Rows from a pointing dataset:
* BEGIN *
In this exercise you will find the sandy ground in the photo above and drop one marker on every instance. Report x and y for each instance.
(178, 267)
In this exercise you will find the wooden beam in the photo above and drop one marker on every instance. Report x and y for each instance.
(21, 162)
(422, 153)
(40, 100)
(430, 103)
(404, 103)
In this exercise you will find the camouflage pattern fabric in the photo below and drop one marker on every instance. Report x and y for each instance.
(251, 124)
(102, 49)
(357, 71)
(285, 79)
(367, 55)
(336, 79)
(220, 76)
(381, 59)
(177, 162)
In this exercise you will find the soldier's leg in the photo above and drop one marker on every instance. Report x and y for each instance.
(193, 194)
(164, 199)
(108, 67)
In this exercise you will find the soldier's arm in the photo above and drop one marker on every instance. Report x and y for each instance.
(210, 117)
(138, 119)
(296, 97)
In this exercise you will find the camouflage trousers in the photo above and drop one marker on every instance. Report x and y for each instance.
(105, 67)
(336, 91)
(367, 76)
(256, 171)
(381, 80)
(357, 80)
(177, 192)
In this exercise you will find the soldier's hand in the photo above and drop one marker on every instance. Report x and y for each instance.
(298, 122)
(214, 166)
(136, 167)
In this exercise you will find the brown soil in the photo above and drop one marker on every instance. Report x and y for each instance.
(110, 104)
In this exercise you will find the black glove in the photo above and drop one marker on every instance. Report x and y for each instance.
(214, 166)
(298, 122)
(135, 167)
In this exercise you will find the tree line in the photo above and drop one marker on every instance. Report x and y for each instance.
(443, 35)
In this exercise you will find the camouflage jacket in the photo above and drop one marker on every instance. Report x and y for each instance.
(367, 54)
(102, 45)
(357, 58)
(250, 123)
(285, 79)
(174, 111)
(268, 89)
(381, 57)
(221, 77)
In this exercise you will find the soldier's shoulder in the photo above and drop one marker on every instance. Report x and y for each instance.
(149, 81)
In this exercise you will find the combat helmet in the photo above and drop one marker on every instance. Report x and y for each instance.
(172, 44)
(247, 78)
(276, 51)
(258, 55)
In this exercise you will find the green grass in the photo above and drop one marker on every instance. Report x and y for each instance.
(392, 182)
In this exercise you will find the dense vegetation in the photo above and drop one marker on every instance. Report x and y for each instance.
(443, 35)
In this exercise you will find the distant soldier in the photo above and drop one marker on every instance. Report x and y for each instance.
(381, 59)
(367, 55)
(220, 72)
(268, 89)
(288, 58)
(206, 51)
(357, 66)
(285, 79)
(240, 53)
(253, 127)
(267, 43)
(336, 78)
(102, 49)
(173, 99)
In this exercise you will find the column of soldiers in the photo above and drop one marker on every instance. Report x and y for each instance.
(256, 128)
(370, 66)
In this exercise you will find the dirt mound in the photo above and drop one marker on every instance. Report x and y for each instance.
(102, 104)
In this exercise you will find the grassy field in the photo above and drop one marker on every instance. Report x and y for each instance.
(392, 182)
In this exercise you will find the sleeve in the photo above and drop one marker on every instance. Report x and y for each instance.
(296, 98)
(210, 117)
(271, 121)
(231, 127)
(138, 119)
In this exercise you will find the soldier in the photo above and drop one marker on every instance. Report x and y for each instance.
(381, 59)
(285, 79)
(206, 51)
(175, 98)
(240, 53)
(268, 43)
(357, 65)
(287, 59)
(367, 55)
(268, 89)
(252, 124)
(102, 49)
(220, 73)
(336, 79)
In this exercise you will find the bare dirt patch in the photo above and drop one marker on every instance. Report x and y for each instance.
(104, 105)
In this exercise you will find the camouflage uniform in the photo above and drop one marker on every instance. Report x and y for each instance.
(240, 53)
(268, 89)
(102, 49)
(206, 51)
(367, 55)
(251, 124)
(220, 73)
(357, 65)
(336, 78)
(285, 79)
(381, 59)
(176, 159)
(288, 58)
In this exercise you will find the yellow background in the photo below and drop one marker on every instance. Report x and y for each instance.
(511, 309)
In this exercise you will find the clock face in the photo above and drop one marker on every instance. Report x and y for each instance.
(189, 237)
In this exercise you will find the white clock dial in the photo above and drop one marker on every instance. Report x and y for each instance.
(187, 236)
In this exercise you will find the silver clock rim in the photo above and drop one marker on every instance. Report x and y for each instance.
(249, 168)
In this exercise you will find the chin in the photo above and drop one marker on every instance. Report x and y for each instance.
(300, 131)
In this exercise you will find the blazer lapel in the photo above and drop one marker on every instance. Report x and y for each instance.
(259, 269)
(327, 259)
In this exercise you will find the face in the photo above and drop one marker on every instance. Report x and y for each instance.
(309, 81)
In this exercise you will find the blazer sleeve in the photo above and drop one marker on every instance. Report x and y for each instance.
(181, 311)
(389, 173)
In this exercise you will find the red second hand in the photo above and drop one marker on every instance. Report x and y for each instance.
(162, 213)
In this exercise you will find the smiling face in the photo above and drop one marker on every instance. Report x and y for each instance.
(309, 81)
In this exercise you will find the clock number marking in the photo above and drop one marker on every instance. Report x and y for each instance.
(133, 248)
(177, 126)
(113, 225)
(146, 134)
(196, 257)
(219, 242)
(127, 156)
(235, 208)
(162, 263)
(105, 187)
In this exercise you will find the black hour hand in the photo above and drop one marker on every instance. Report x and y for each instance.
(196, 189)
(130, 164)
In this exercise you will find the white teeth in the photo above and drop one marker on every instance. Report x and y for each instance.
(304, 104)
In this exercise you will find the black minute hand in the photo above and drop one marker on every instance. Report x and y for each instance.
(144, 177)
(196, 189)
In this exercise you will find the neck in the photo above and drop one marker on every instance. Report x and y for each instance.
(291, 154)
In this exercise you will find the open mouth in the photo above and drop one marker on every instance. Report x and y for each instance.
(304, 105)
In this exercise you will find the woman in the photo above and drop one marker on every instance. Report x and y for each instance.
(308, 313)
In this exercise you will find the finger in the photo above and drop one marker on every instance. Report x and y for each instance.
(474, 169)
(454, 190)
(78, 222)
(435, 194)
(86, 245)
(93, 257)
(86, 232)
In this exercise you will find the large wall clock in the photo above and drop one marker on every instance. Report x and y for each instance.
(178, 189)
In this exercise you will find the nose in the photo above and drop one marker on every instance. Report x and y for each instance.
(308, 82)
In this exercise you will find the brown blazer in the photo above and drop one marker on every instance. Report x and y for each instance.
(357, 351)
* END *
Retype the material above, line by line, exactly.

Result of this exercise ->
In this exercise you will find the sandy ground in the photo above and drop one marker on every instance. Report x and y for each instance.
(178, 267)
In this exercise you will find the wooden beam in the photo above and drop one marker on every instance. Report x and y for each instance.
(21, 162)
(422, 153)
(40, 100)
(430, 103)
(404, 103)
In this exercise you will find the camouflage pattern fabric in the photo below and drop one marker on every instance. Report x and y for each instance.
(251, 124)
(102, 49)
(357, 71)
(285, 79)
(367, 55)
(336, 79)
(220, 76)
(381, 59)
(177, 162)
In this exercise you will find the soldier's leg in the photo above and drop one marker on every instance. Report x and y for each instance.
(193, 194)
(164, 199)
(108, 67)
In this exercise you will find the soldier's arm in the photo above and drop one marker on every instance. Report x and y for each instance.
(210, 117)
(138, 119)
(296, 97)
In this exercise you will find the camouflage trousers in the photo above and drop one marker on every instance. Report x and y for each instance.
(105, 67)
(336, 91)
(367, 76)
(256, 171)
(381, 80)
(357, 80)
(177, 192)
In this exercise you will find the soldier's hand in the photo above and drop one marker on every instance. Report x and y for each instance.
(298, 122)
(214, 166)
(136, 167)
In this exercise you will find the brown soil in the photo above and drop one marker on every instance. Report x and y for each instance.
(110, 104)
In this exercise you will find the black glove in the photo above and drop one marker on every instance. Report x and y for each instance.
(214, 166)
(298, 122)
(135, 167)
In this exercise you will find the tree line in the photo above and drop one marker on every instance. Report x and y for each instance.
(443, 35)
In this exercise you will find the camouflage jacket in the photo above and drop one marker on every instance. Report x and y for each instance.
(367, 54)
(102, 45)
(357, 58)
(250, 123)
(285, 79)
(174, 111)
(268, 89)
(381, 57)
(221, 77)
In this exercise you will find the soldier's shoulder in the photo above and drop one marker on every instance. Report x and y for each instance.
(149, 81)
In this exercise you will find the combat helmet in the photo above and drop one marker on every instance. Report x and y for each instance.
(172, 44)
(247, 78)
(276, 51)
(258, 55)
In this exercise you will find the green grass in the photo above and drop one marker on every instance. Report x and y for each instance.
(392, 182)
In this exercise you will find the dense vegetation in the photo above and drop one marker on every instance. Report x and y for each instance.
(443, 35)
In this exercise you will find the distant soldier in the photo above and drop one marker on every instance. Report x and y for each instance.
(381, 59)
(367, 55)
(220, 72)
(268, 89)
(288, 58)
(206, 51)
(357, 66)
(285, 79)
(240, 53)
(253, 127)
(267, 43)
(336, 78)
(102, 49)
(173, 99)
In this exercise you will find the column of soldiers in the photo above and drop one marker on every instance. Report x and y for each instance.
(256, 128)
(370, 66)
In this exercise you will find the dirt mound in the photo above and drop one marker on every instance. Report x and y for each instance.
(102, 104)
In this exercise you will find the grassy field in the photo above and drop one marker on every instance. Report x and y for each instance.
(392, 182)
In this exercise you will find the sleeve in the photo above and drop one marker on every instance. Report x and y for each instance.
(296, 98)
(210, 117)
(271, 121)
(231, 127)
(138, 119)
In this exercise you will find the soldier in the photo above and drop one marker on every instance. Report x and y for each instance.
(381, 59)
(285, 79)
(206, 51)
(175, 98)
(240, 53)
(268, 43)
(357, 65)
(287, 59)
(367, 55)
(268, 89)
(252, 124)
(102, 49)
(220, 73)
(336, 79)
In this exercise you will find the bare dirt patch in the photo above and drop one marker on every instance. Report x and y for each instance.
(104, 105)
In this exercise you will find the camouflage uniform in the photo above and drop one marker on every instance. Report x and y for each instance.
(240, 53)
(268, 89)
(102, 49)
(206, 51)
(367, 55)
(251, 124)
(220, 73)
(357, 65)
(336, 78)
(285, 79)
(381, 59)
(176, 159)
(288, 58)
In this exercise you will find the yellow background in the photo below and drop one marker on every instance. Report x and y for each instance.
(511, 309)
In this exercise you will find the clock face in the photo above and drop one marker on every instance. Report x and y for each instance.
(189, 237)
In this exercise you will find the white clock dial in the photo above and drop one marker on every instance. Report x and y for each instance.
(187, 236)
In this exercise you will find the silver clock rim in the photo above and drop one marker on every instance. Report x and y for each instance.
(249, 168)
In this exercise you will find the chin in the photo above and drop one marker on every instance. Report x and y for each instance.
(300, 131)
In this exercise you will find the blazer lapel in the photo above and drop one marker on every instance. Report x and y for each instance.
(259, 269)
(327, 259)
In this exercise you will find the face in the photo above and drop one marker on every instance. Report x and y for each instance.
(309, 81)
In this exercise you will find the blazer sleeve in the photo above and drop one marker on every instance. Report x and y for each instance.
(181, 311)
(389, 173)
In this exercise you will find the red second hand in the photo above and drop one marker on every instance. Report x and y for each instance.
(162, 213)
In this exercise you will find the smiling face in the photo above and drop one marker on every instance. Report x and y for each instance.
(309, 81)
In this exercise you will find the clock number marking in the photo above and drop one marker on every instance. Report x and y for each instance.
(133, 248)
(177, 126)
(113, 225)
(146, 134)
(196, 257)
(219, 242)
(127, 156)
(235, 208)
(162, 263)
(105, 187)
In this exercise you will find the black hour hand in the photo above and drop one marker on every instance. Report x and y for each instance.
(196, 189)
(130, 164)
In this exercise you will find the white teeth in the photo above and drop one marker on every instance. Report x and y for each instance.
(304, 104)
In this exercise you will find the black minute hand in the photo above and drop one marker on every instance. Report x and y for each instance.
(144, 177)
(196, 189)
In this exercise you will find the neck in the photo above and drop one marker on every instance. Report x and y for each instance.
(291, 154)
In this exercise you will find the open mouth in the photo above and drop one marker on every instance. Report x and y for each instance.
(304, 105)
In this exercise you will find the woman in the photo above and drop one marker on every instance. Report x and y for each instance.
(308, 313)
In this exercise you will find the finger in the photo above and drop one marker on every instance. Report x and y for each instance.
(474, 169)
(454, 190)
(78, 222)
(435, 194)
(86, 245)
(93, 257)
(86, 232)
In this exercise you will find the large wall clock in the photo above and drop one marker on every instance. Report x and y for each instance.
(178, 189)
In this exercise you will find the nose in the photo above and drop one marker on every instance. Report x and y for each instance.
(308, 82)
In this exercise you will find the brown blazer in the photo above and drop one marker on every instance. Report x and y for each instance.
(357, 351)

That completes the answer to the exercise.